## Study questions
• 1. Summarize the wedding account in two sentences.
• 2. Using the wedding account, decide whether each statement agrees with it, and support each yes or no with a quotation. (a) The ceremony was planned for 1 p.m. (b) The groomsman who failed to show up had been chosen as the writer's witness. (c) The writer heard from the missing groomsman by phone before the ceremony began.
• 3. Write a continuation of the wedding account, picking up after its final sentence.

## Page excerpt
Now the closer we got to the wedding the closer we were needing to get thing done and rehearse how the ceremony would go and with this being said I contact the ones who were supposed to be in my wedding party and let them know we were having a that Sunday a couple day before May 17, 2022. I didn’t really ask for much let alone had any of my friends help out for my wedding. One friend who is the one of my wedding party told me he wasn’t coming at this point. This fine as he told and let me know a head time and there was a fix in the number of horned cups we order for all those in the wedding party. Now I still didn’t hear back from the other wedding party member at this point for the wedding rehearsal. Wedding rehearsal day beside my awesome family, one friend from my wedding party showed up and helped out with out being asked Thank you True Doz’ia you are a true friend. I did hear from another friend before this about him possible getting
Wedding day is here and the ceremony was planned to be at 1pm. @Vivicawolf and I got there pretty earlier to get ready and people started showing up around 10ish-11isham. Pictures were suppose to be at 12pm. True Doz’ia show up as he was the one I decided to have as my witness and one of my groomsmen. Thank god I didn’t choose the other person to be my witness. Now the closer we got to picture time 3 groups of my friends were not there yet one being part of my groomsmen. So we did pictures without him as we couldn’t wait any longer. The time is a little bit after 1pm when we are suppose be doing the ceremony the 3 group of friends did not show up, one supposed to be my groomsmen. Now we decided to start the ceremony with out them. BTW Still heard nothing from any of them, fucking stupid. Now, I finally heard from the long lost groomsmen is a Facebook comment on a picture I posted after we did the ceremony. Basically, one friend and his wife I never met showed up and my family. God damned awful one friend of the supposedly the so called big group of friends I have. Kind of hurtful as well. Lot of my family said those people aren’t my friends. Kind of show it to me as well But it is kind of hurtful. Though, my year behind me has also slightly desensitize to this kind of bullshit.

Saved entries:
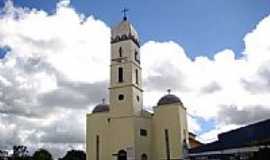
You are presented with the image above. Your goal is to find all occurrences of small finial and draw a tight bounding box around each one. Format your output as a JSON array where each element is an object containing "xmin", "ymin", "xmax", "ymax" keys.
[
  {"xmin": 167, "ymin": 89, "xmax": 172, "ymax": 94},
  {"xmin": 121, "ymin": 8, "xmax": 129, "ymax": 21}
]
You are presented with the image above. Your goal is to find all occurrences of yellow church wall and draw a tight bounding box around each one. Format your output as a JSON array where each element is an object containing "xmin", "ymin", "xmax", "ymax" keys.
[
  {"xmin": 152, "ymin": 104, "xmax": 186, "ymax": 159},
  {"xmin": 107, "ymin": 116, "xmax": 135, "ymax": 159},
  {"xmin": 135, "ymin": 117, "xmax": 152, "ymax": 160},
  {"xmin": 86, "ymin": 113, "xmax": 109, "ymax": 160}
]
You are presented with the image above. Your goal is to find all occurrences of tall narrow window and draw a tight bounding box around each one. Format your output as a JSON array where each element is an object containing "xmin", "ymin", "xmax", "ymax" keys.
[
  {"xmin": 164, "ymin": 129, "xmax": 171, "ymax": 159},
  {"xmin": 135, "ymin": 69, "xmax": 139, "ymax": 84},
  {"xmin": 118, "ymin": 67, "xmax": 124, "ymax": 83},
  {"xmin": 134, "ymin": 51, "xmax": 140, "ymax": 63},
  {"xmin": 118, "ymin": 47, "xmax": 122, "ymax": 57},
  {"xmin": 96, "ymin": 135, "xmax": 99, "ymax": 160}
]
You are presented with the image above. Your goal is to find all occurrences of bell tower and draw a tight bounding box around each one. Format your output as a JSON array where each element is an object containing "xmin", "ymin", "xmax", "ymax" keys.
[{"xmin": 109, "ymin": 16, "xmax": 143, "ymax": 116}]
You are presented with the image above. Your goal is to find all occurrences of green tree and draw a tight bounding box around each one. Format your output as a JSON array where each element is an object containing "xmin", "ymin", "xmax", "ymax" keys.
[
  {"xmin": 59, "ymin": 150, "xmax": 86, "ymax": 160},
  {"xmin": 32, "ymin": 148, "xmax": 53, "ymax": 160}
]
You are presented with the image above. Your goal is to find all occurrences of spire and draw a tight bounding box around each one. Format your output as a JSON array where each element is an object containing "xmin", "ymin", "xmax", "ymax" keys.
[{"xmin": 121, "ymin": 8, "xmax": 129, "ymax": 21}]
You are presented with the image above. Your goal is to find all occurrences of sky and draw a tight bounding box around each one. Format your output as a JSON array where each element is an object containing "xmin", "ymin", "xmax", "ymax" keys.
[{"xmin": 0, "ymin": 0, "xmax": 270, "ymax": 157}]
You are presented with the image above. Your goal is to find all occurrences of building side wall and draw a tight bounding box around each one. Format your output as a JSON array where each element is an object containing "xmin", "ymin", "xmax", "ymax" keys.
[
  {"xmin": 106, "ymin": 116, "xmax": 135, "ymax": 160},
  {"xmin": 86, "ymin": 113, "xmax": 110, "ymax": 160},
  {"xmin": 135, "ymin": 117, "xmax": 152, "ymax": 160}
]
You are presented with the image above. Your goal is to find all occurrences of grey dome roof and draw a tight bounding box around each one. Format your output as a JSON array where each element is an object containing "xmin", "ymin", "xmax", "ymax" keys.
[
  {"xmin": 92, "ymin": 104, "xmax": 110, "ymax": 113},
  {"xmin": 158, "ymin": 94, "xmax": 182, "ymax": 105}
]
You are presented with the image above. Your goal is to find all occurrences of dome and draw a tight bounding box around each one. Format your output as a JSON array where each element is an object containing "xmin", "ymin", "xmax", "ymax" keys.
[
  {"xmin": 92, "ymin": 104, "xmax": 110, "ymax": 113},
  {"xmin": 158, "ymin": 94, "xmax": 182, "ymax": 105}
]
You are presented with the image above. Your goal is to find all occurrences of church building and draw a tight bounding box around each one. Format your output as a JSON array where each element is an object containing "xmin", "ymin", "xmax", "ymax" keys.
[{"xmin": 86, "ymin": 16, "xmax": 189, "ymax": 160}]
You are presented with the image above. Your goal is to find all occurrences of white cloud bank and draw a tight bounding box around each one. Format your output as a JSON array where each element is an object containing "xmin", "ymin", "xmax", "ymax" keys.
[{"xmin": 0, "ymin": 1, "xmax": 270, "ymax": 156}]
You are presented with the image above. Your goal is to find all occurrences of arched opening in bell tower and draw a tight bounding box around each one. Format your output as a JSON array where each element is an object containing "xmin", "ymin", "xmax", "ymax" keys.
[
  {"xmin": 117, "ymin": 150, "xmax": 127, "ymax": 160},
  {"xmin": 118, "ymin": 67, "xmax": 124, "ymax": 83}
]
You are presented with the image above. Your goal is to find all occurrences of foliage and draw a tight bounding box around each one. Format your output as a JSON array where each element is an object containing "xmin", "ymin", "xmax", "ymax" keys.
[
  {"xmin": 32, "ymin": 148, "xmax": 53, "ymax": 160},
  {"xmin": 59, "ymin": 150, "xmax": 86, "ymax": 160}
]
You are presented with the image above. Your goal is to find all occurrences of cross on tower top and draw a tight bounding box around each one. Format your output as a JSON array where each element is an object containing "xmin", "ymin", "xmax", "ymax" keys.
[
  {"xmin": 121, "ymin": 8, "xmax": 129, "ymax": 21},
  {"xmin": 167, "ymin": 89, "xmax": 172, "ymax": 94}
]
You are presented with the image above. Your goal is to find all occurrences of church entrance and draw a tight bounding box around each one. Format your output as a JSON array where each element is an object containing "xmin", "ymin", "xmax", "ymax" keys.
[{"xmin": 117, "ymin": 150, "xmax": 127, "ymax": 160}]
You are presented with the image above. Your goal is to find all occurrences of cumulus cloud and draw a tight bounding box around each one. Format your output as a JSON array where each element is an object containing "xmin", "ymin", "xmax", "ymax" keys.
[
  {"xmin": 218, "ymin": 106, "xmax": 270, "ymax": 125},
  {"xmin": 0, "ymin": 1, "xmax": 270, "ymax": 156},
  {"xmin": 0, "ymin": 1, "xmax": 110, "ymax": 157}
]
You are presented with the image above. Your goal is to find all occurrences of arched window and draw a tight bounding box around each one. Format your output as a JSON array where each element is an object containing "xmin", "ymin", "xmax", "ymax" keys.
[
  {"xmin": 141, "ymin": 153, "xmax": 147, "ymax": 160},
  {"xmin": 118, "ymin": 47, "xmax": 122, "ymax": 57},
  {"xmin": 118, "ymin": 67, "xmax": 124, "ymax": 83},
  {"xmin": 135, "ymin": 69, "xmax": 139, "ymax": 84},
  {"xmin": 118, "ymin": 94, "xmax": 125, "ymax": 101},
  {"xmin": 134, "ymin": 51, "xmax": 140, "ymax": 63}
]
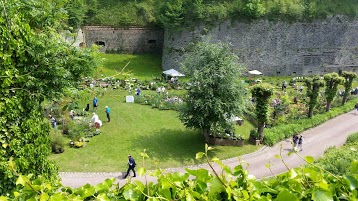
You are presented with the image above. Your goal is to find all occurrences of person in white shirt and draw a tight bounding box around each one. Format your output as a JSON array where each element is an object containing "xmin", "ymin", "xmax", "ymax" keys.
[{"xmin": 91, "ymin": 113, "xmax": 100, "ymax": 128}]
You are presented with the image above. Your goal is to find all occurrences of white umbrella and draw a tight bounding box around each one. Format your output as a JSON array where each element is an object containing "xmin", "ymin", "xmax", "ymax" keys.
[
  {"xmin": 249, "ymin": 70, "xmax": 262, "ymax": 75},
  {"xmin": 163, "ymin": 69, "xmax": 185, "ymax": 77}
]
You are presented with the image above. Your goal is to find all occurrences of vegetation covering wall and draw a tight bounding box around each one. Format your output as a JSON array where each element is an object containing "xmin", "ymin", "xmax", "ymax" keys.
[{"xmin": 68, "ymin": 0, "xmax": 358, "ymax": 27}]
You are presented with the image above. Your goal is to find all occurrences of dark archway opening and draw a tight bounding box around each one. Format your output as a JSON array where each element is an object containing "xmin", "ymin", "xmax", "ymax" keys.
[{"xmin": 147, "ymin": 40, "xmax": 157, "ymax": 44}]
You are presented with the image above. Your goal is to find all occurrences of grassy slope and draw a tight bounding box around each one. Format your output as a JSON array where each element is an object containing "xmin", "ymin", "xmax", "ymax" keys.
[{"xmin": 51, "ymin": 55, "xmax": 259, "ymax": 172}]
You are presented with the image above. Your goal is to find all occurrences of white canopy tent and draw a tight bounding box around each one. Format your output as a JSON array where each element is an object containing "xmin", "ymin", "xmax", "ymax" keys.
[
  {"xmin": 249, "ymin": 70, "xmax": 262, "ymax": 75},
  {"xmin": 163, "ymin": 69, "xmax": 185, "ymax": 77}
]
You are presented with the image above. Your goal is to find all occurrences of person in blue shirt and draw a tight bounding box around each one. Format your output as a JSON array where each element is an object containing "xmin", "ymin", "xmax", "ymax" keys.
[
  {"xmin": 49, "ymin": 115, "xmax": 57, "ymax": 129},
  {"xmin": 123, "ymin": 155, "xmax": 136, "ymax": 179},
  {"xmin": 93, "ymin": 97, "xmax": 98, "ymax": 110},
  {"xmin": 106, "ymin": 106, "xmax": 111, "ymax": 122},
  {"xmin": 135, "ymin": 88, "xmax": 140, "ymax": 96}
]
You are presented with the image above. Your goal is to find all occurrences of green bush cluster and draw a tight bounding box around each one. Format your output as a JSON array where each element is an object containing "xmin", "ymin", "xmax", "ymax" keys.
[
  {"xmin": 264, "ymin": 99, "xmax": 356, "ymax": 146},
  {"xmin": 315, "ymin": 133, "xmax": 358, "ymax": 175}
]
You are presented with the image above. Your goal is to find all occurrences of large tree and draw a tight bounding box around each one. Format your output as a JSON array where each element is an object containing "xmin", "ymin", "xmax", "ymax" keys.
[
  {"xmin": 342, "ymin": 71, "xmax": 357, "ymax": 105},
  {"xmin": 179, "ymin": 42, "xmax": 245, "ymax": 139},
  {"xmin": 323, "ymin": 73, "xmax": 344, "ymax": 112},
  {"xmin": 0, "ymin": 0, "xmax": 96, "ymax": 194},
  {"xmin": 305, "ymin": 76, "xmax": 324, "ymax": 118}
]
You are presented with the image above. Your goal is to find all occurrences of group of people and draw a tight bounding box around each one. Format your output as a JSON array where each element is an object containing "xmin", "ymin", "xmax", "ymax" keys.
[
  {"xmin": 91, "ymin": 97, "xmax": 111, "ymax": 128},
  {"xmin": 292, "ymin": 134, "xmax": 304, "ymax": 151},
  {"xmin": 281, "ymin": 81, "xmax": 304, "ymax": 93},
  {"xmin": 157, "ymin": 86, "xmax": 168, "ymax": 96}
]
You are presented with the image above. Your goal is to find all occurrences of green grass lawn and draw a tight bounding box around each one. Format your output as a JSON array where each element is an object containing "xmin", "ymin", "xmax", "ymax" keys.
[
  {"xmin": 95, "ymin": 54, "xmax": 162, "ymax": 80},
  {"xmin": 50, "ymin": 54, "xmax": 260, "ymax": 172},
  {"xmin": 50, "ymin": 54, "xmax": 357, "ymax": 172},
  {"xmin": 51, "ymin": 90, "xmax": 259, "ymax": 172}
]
* * *
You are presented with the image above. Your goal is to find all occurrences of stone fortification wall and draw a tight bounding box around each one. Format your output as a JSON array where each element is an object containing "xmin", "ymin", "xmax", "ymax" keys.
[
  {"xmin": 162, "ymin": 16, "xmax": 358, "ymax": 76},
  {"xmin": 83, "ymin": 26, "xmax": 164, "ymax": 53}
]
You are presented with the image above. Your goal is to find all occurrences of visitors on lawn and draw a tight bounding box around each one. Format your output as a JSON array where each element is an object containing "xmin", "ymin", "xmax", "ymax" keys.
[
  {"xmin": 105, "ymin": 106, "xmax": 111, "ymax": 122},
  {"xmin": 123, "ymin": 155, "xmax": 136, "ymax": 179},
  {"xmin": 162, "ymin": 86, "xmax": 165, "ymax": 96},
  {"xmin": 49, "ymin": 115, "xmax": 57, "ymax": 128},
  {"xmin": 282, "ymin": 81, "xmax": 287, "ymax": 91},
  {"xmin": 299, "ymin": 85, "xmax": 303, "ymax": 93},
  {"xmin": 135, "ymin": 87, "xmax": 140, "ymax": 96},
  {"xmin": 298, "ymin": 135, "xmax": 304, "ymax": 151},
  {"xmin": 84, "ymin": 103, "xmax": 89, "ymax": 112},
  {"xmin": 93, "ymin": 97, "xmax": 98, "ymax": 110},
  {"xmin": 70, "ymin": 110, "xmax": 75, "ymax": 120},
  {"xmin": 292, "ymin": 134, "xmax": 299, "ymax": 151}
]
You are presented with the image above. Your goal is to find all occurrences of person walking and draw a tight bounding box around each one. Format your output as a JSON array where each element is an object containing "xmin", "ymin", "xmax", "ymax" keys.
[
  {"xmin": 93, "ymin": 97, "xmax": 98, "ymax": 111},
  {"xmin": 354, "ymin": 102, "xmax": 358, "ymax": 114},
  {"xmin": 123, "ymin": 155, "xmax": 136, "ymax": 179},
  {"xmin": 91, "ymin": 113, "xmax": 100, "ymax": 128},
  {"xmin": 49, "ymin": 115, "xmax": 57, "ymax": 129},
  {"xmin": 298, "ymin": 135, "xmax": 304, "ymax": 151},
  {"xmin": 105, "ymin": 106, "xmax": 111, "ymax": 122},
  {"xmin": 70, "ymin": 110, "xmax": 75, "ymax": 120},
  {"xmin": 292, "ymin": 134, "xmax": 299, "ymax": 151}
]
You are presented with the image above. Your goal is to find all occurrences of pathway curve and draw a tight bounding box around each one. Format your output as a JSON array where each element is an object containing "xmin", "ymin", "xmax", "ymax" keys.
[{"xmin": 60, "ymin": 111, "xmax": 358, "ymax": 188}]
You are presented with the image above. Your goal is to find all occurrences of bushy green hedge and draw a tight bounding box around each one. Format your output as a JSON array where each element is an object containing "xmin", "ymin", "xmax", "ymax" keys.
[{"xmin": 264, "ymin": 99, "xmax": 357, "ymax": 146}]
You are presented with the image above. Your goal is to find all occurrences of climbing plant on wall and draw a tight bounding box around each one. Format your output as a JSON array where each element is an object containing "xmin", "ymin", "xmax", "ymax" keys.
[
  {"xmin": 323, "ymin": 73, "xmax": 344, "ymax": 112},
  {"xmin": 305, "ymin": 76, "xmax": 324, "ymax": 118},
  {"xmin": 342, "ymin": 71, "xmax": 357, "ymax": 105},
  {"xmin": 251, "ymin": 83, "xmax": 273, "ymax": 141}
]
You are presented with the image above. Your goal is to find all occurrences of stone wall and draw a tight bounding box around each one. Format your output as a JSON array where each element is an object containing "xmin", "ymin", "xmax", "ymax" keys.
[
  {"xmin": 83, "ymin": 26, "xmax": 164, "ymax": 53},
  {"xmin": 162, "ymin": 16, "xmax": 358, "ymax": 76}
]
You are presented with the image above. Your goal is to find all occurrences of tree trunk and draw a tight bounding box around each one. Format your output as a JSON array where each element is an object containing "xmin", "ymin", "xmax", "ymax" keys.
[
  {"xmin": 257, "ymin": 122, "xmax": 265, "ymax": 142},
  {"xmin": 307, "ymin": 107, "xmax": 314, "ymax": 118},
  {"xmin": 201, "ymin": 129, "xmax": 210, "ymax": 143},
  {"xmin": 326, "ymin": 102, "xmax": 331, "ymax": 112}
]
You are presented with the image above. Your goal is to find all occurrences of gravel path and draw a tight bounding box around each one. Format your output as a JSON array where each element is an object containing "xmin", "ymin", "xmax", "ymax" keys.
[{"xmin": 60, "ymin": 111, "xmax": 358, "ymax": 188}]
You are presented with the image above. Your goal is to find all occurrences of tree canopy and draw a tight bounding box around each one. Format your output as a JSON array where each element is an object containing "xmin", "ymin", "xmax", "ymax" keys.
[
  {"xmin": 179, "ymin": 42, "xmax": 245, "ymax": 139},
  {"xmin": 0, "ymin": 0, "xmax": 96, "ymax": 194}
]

## Responses by item number
• 1. Before the rehearsal, one member of the wedding party said ahead of time that he would not come, another had not replied, and only one friend, True Doz’ia, showed up to help alongside the writer's family. On the wedding day, True Doz’ia served as witness and groomsman, but three groups of friends, one of them a groomsman, never arrived, so pictures and the ceremony went ahead without them, which the writer found hurtful.

• 2.
(a) Yes: "the ceremony was planned to be at 1pm."
(b) No: "True Doz’ia show up as he was the one I decided to have as my witness and one of my groomsmen."
(c) No: "I finally heard from the long lost groomsmen is a Facebook comment on a picture I posted after we did the ceremony."

• 3.
I will say this blog post was pretty hard to write but I’m glad I did. Now like said earlier I plan on writing my story a bit more but I plan on making them member only post to get you to create an account on our site and something things discuss might not be so public/NSFW so that what I plan. I seen a lot of bullshit in my life and been bullied a lot during my school year so maybe if can help someone else but maybe to also help myself. Now I also want to mention that my step kid came out as my trans son with his best man speech which was important for him and was super hard because my wife’s family is super Republican’s and conservative. Even sat their table and talked shit about him while he gave his speech which I was super fucking proud of. Now I wonder if those 3 groups of friends would have talked shit as well because they are also super republican/conservative. It’s hard to say because those assholes didn’t even some 2 never contacted me at all. Fuck them.